Natural-language object grounding data
>>>

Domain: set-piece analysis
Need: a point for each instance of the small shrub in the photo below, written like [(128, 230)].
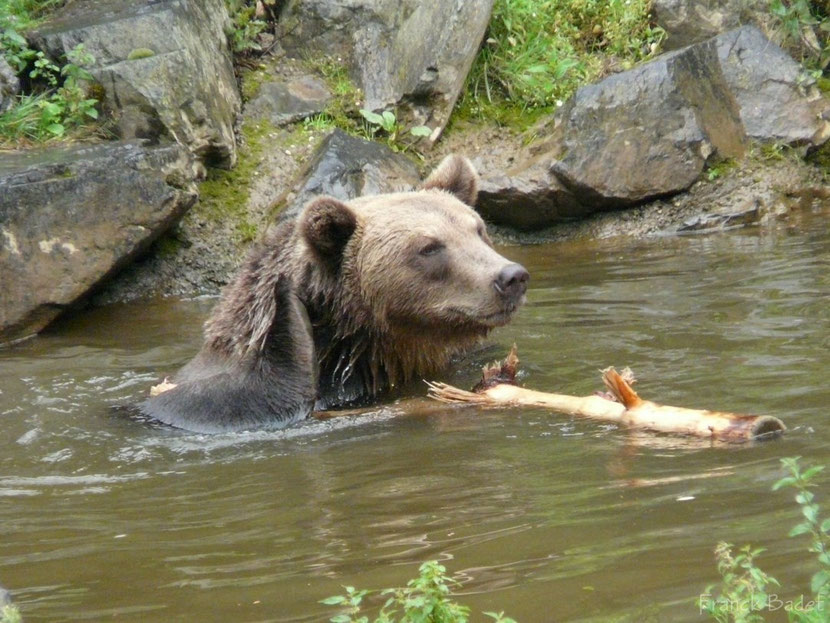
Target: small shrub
[(10, 614), (425, 599), (742, 593), (387, 123)]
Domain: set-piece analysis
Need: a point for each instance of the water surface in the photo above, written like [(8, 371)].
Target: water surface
[(546, 517)]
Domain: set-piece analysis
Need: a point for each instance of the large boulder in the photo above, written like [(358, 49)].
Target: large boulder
[(646, 132), (72, 216), (9, 85), (405, 53), (649, 132), (164, 66), (777, 101), (346, 167), (692, 21)]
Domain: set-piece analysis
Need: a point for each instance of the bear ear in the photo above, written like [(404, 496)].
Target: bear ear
[(326, 225), (457, 176)]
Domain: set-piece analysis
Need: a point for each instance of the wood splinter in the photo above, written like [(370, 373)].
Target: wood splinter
[(497, 388)]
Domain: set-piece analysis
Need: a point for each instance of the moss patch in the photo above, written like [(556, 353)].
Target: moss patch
[(225, 193), (140, 53)]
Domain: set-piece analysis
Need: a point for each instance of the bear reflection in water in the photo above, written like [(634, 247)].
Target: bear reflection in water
[(344, 302)]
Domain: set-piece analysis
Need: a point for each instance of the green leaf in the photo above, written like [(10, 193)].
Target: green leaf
[(371, 117), (798, 529), (788, 481), (819, 580), (810, 512)]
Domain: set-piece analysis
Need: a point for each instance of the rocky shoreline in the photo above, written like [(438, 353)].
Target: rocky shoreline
[(705, 137)]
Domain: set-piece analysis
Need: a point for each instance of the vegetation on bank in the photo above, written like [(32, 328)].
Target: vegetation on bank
[(745, 590), (538, 52), (56, 98), (427, 598)]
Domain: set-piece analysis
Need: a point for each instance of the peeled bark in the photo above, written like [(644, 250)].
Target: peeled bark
[(626, 408)]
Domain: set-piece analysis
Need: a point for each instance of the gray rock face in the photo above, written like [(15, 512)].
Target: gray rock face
[(287, 102), (650, 131), (164, 66), (529, 197), (692, 21), (400, 51), (346, 167), (9, 85), (646, 132), (776, 101), (72, 216)]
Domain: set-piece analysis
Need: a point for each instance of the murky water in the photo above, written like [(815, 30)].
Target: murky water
[(540, 515)]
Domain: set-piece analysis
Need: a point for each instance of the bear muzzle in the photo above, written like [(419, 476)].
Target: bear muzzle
[(511, 284)]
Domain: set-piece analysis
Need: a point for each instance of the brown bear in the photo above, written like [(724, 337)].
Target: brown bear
[(344, 303)]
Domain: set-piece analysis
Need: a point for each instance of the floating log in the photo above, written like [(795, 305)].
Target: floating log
[(623, 406)]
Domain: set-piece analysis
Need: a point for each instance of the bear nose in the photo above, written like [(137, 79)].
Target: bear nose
[(511, 282)]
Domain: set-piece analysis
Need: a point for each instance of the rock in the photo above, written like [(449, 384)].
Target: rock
[(164, 66), (9, 85), (346, 167), (529, 197), (406, 53), (777, 102), (692, 21), (287, 102), (646, 132), (72, 216), (649, 132)]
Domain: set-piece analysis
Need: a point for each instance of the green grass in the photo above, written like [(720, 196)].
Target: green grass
[(538, 52), (23, 14)]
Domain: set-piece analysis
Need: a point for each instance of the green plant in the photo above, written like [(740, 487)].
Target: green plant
[(246, 25), (387, 122), (424, 599), (319, 123), (10, 614), (742, 592), (805, 27), (538, 52)]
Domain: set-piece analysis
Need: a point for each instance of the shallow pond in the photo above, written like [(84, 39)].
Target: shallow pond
[(545, 517)]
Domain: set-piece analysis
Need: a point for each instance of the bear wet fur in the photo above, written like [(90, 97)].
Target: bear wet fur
[(344, 303)]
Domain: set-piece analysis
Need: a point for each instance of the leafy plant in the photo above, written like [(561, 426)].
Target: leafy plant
[(388, 124), (424, 599), (805, 27), (10, 614), (538, 52), (742, 592), (246, 24)]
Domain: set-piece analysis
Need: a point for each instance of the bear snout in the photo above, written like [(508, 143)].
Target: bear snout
[(511, 282)]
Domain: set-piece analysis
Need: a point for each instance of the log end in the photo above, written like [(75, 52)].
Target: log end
[(499, 372), (767, 427), (620, 388)]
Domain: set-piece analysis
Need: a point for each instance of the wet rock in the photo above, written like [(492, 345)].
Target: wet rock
[(529, 197), (346, 167), (649, 132), (290, 101), (693, 21), (164, 66), (9, 85), (777, 102), (410, 53), (646, 132), (72, 216)]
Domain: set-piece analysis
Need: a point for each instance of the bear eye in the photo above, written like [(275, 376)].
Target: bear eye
[(431, 248)]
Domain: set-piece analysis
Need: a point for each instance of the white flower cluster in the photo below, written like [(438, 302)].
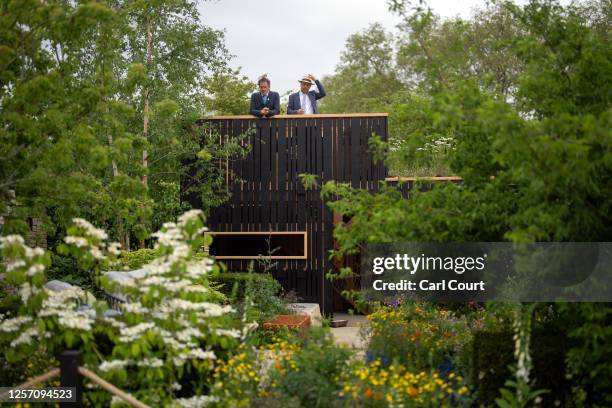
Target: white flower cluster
[(26, 336), (438, 145), (132, 333), (13, 324), (113, 365)]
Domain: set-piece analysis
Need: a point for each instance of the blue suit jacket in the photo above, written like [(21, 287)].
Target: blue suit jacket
[(257, 104), (294, 99)]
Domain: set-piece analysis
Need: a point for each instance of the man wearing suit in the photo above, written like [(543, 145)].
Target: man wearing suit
[(265, 103), (305, 101)]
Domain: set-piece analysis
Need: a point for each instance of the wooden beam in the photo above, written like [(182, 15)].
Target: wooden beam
[(424, 178), (318, 115)]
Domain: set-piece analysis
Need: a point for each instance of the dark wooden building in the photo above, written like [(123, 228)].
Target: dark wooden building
[(271, 216)]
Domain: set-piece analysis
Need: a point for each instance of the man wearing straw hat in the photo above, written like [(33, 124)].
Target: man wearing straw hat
[(305, 101)]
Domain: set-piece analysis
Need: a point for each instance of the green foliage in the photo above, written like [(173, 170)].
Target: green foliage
[(590, 330), (493, 355), (365, 76), (260, 289), (78, 82), (228, 93), (419, 337), (162, 345), (307, 377), (132, 260)]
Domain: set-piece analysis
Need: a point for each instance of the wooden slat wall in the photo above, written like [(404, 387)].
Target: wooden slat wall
[(270, 197)]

<<<

An exact copy of all the entries above is required, with every picture left out.

Domain: set-piece analysis
Need: a point for each instance of the small shrub in the photo below, written like [(128, 230)].
Target: small shrub
[(10, 614), (425, 599), (742, 593), (387, 123)]
Domain: set-piece analysis
Need: a point for each instance of the water surface in the photo above, written like [(8, 371)].
Target: water surface
[(546, 517)]
Domain: set-piece analysis
Need: a point for each instance of the large boulder in the photo above, written like [(358, 49)].
Target: large boulder
[(646, 132), (72, 216), (9, 85), (405, 53), (649, 132), (164, 66), (777, 101), (346, 167), (692, 21)]
Domain: set-piece analysis
Need: a point for each instance of the bear ear in the photo above, written like [(404, 496)].
Target: bear ear
[(326, 225), (457, 176)]
Domain: set-piece analysis
Need: a point for each instance of the wood splinter in the photo above, written like [(370, 373)].
Target: wood splinter
[(497, 388)]
Domain: set-piece analysis
Need: a point for each instance of the moss patch in the photo above, written like [(556, 353)].
Target: moss patch
[(225, 193), (140, 53)]
Domain: set-piece analysis
Need: a point for each instance of the bear reflection in water in the photo above, written like [(634, 247)].
Target: bear reflection in water
[(344, 302)]
Domain: set-piece analysis
Need: a point for each instance of the green leaf in the photo above, written like [(10, 193)].
Target: green leaf
[(371, 117), (798, 529), (788, 481), (819, 580), (810, 512)]
Domain: set-piece analysis
Need: a point for each instance of the rocky shoreline in the photo above, written like [(438, 353)].
Target: rocky shoreline
[(705, 137)]
Domain: set-piece analysis
Need: a point for each instance of the vegetation on bank in the photo above, written like [(32, 328)].
Target: vegetation on bank
[(745, 590), (538, 52), (56, 98), (427, 598)]
Domain: set-piece analysis
Need: a point for each instance of the peeled bark in the photo above, written like [(644, 250)].
Target: peeled bark
[(626, 408)]
Domain: set-piece analysis
Need: a point for each instance of the gray rock face in the photo above, written like [(15, 512)].
Target: gray rock face
[(287, 102), (650, 131), (164, 66), (529, 197), (692, 21), (400, 51), (346, 167), (9, 85), (646, 132), (776, 101), (72, 216)]
Domain: set-piece analysis
Need: a point for each instance of the murky water in the photo above, written like [(815, 30)].
Target: murky water
[(540, 515)]
Domain: set-piece analysis
Need: a point for each instance of the bear muzzle in the photo above, written like [(419, 476)].
Target: bear muzzle
[(511, 284)]
Domain: set-piece analysis
Need: a point for each instance of the brown bear in the photo above, written like [(724, 337)].
Target: brown bear
[(344, 303)]
Domain: set-piece analysis
Need: a point for each instance of the floating log in the photo above, written like [(795, 305)].
Target: floating log
[(623, 406)]
Domain: set-piece analysis
Need: a point for each instance of the bear nose in the photo above, written like [(137, 79)].
Target: bear nose
[(511, 282)]
Domain: set-piece analysis
Need: a point for each instance of the rock in the photo above, written like [(449, 384)].
Target: rock
[(164, 66), (9, 85), (346, 167), (529, 197), (406, 53), (777, 102), (692, 21), (287, 102), (646, 132), (72, 216), (649, 132)]
Domain: set-piece analysis
Need: a point for each instance of the green grass in the photo above, written like [(720, 196)].
Target: green grass
[(538, 52), (23, 14)]
Domain: set-piece analysis
Need: a point for each instance of the green plant in the photo above, written like [(740, 487)].
Target: green plant
[(246, 25), (387, 122), (424, 599), (319, 123), (10, 614), (742, 592), (805, 27), (538, 52)]
Domain: set-piece analysis
Need: a point for each instance of the shallow pond in the photo above, written like [(84, 39)].
Target: shallow pond
[(545, 517)]
Domain: set-piece analysis
Need: a point for each instance of the bear wet fur in the photo above, written like [(90, 97)].
Target: bear wet fur
[(344, 303)]
Domain: set-piece analysis
Need: a point for each instance of the leafy plant in the photo above, written like [(561, 426)].
Target: leafy plant
[(388, 124), (424, 599), (805, 27), (10, 614), (538, 52), (742, 592), (246, 24)]
Domain: set-piece analysis
Need: a point for each instance of the bear snout in the photo above, written like [(508, 143)].
Target: bear snout
[(511, 282)]
Domain: set-piece analysis
Need: a point for each instance of the log end in the photo above, written like [(75, 52)].
Target: log end
[(499, 372), (767, 427), (620, 388)]
Domain: set-piece analysis
Need: a point for each instance of the wet rock in the photo above, written like [(492, 345)].
Target: wet rock
[(529, 197), (346, 167), (649, 132), (290, 101), (693, 21), (164, 66), (9, 85), (777, 102), (410, 53), (646, 132), (72, 216)]
Domain: set-piece analysis
Need: a point for each instance of the bear eye in the photo above, written like [(275, 376)].
Target: bear eye
[(431, 248)]
Domain: set-piece analysis
Need: a point for each instance of the white flower cluster in the photo below, written like [(438, 302)].
Target: white flower cluster
[(26, 336), (438, 145), (132, 333), (13, 324), (113, 365)]
Domain: set-piece analysis
Need: a point for each instance of the blue suit jacket in the photo above, written like [(21, 287)].
Target: blue suit jacket
[(257, 104), (294, 99)]
Domain: set-piece analysis
Need: a point for each instance of the man wearing suit in the photo above, written like [(543, 145)].
Target: man wearing suit
[(265, 103), (305, 101)]
Domain: set-piece analysis
Need: a point for each instance of the wooden beam in the photo above, written like [(182, 15)].
Target: wooden beam
[(424, 178), (318, 115)]
Domain: set-piece analysis
Need: a point for each instance of the dark wooden building in the photo above, written like [(123, 228)].
Target: dark wooden building
[(271, 216)]
Domain: set-piece analysis
Need: a point for each instance of the man wearing straw hat in the photo above, written like [(33, 124)].
Target: man wearing straw hat
[(305, 101)]
Domain: set-piece analysis
Need: a point for each instance of the green foliage in the photo above, written like [(173, 170)].
Target: green foliage
[(590, 330), (493, 355), (365, 76), (260, 289), (78, 82), (228, 93), (419, 337), (162, 345), (307, 377), (132, 260)]
Domain: set-piece analysis
Need: a point for each instance of the wooden slat wall in the photo above, written like [(404, 387)].
Target: wooden slat wall
[(270, 197)]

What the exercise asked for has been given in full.